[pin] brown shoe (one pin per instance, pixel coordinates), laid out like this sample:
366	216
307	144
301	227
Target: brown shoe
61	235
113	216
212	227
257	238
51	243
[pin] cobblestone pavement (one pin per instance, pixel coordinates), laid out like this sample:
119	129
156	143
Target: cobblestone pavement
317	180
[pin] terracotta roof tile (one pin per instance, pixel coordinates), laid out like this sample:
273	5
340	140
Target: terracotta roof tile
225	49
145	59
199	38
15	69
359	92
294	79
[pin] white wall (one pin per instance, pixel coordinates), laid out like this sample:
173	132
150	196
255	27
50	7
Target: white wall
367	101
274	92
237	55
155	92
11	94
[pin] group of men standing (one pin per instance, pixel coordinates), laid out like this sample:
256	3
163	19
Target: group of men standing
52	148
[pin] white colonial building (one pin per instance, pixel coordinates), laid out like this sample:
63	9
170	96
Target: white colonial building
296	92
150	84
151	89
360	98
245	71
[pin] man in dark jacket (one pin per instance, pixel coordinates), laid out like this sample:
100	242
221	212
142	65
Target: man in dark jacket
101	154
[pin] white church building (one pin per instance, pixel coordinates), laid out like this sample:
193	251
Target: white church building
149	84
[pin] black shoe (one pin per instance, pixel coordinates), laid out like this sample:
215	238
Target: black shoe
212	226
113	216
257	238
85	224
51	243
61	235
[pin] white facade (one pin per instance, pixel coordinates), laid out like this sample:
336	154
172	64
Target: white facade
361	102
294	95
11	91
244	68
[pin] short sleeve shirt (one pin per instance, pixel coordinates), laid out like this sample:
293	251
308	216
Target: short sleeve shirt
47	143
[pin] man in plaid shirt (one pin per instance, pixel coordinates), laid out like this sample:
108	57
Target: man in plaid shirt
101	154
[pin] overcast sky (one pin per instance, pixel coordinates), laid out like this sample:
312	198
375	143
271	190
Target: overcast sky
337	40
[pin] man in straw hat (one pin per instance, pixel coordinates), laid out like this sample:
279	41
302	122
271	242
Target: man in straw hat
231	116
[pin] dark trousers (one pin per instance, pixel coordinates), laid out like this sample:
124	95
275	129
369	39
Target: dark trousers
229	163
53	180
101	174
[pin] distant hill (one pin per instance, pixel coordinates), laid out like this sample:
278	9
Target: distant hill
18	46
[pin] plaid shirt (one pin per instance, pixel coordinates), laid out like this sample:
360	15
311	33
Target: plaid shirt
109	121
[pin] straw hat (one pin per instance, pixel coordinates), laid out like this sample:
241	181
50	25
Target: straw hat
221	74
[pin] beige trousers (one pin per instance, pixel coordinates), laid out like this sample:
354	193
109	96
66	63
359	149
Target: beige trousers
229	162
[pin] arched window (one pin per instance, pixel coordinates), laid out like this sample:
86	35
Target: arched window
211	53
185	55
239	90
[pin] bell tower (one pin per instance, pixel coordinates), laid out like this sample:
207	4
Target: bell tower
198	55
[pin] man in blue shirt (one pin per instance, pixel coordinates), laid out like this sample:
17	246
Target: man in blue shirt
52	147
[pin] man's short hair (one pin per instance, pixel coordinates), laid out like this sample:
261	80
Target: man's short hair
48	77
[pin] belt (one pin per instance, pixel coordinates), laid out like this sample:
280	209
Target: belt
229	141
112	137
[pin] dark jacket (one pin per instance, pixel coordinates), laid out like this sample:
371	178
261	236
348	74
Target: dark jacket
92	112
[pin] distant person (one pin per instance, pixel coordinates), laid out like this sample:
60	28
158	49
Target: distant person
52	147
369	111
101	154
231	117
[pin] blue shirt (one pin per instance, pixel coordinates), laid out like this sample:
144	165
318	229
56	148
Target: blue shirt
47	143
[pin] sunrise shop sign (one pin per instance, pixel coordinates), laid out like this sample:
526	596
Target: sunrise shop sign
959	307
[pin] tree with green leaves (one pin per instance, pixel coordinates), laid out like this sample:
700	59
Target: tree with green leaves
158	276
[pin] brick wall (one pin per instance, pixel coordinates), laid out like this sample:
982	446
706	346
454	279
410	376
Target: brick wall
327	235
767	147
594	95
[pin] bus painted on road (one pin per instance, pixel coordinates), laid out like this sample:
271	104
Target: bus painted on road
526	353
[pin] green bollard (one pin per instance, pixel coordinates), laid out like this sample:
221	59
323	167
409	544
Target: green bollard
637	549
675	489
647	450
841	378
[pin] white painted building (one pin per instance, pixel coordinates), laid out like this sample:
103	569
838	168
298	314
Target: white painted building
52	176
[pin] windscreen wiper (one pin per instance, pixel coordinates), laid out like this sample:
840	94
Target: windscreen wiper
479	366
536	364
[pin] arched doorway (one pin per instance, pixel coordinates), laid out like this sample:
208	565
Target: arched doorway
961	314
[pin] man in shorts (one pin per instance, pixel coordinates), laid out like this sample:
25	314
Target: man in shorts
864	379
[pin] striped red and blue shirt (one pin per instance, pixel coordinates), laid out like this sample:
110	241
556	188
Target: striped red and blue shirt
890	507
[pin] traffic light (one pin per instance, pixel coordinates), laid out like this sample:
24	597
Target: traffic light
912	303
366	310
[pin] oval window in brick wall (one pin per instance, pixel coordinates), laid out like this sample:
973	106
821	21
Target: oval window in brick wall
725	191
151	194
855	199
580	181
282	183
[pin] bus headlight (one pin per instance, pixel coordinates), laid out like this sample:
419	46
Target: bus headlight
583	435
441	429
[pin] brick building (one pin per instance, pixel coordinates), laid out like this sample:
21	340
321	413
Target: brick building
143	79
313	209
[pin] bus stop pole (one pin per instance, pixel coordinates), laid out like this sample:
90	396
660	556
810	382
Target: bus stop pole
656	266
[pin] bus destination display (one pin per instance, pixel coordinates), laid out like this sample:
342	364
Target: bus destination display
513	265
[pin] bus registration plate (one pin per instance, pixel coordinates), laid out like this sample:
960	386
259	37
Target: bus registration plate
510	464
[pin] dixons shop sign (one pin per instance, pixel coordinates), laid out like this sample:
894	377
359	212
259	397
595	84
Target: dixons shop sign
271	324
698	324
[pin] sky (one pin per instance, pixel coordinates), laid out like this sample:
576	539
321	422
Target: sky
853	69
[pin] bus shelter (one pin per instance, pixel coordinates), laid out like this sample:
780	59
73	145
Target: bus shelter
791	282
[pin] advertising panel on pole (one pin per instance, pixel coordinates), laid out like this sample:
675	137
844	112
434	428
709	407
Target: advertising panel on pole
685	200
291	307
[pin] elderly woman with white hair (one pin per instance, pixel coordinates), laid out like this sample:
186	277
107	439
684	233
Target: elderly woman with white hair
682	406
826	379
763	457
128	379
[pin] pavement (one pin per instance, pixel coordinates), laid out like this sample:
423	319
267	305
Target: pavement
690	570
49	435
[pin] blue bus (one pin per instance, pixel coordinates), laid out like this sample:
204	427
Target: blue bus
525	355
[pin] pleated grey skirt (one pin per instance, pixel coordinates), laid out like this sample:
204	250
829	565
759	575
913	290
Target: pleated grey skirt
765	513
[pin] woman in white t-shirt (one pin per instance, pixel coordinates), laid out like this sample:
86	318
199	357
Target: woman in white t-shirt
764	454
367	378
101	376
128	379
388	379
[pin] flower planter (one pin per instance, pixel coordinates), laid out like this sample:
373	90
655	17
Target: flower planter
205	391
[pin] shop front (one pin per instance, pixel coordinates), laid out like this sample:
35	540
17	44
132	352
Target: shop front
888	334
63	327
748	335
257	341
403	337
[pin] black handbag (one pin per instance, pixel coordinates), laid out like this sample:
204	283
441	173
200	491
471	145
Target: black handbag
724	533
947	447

------------------------------------------------------------------------

* AIM *
Begin with the line that contains "[pin] bus destination" and quote each line after it exactly, stopping after the last line of the data.

* REPLY TO THE EXERCISE *
[pin] bus destination display (one pin per instance, pixel coordinates), laid out like this sample:
342	364
Target: bus destination display
513	265
[pin] bus registration plate (one pin per instance, pixel coordinates), laid out like this sample:
960	386
259	37
Target: bus registration plate
510	464
[pin] dixons shop sign (one pin per instance, pixel coordinates), laid out like this sample:
894	377
359	212
259	397
595	84
Target: dixons shop sign
271	324
698	324
[pin] sky (one pin per instance, pixel coordinates), laid out like this sample:
576	539
321	422
Target: sky
853	69
[pin] bus shelter (one pin per instance, pixel coordinates), laid out like this sample:
780	59
73	145
Target: bus shelter
791	282
[pin] advertising panel on pole (one pin per instance, pixel coordinates), laid out like this sample:
675	137
844	112
434	428
709	407
Target: advertising panel on pole
685	200
291	307
[pin] elderly woman with white hair (one pin per instance, pixel coordinates), laid out like this sample:
186	277
107	439
684	233
Target: elderly woman with white hair
682	406
826	379
763	457
128	379
[pin] pavement (one pin per instance, pixel coordinates), laid out like this sample:
423	319
267	305
Target: pavement
690	570
49	435
[pin] blue bus (one pin per instance, pixel coordinates), laid out like this sample:
204	427
Target: blue bus
525	355
[pin] pleated grey skirt (one pin per instance, pixel coordinates), laid out like this sample:
204	250
829	565
759	575
913	290
Target: pleated grey skirt
765	513
[pin] woman in white t-shirt (one pin per instance, pixel coordinates), laid out like this sample:
86	318
199	357
Target: woman in white t-shirt
764	454
367	378
101	376
128	379
388	379
[pin] flower planter (one pin per instance, pixel coordinates), laid out like this sample:
373	90
655	17
Target: flower planter
205	391
[pin] shop front (one pin per instance, pixel coordinates), laid out like this sample:
35	540
17	44
132	352
Target: shop front
888	334
63	327
748	335
257	341
403	337
[pin] black handbag (one pin per instance, pixel coordinates), laid out like this sample:
204	283
441	173
200	491
471	145
Target: black handbag
724	533
947	447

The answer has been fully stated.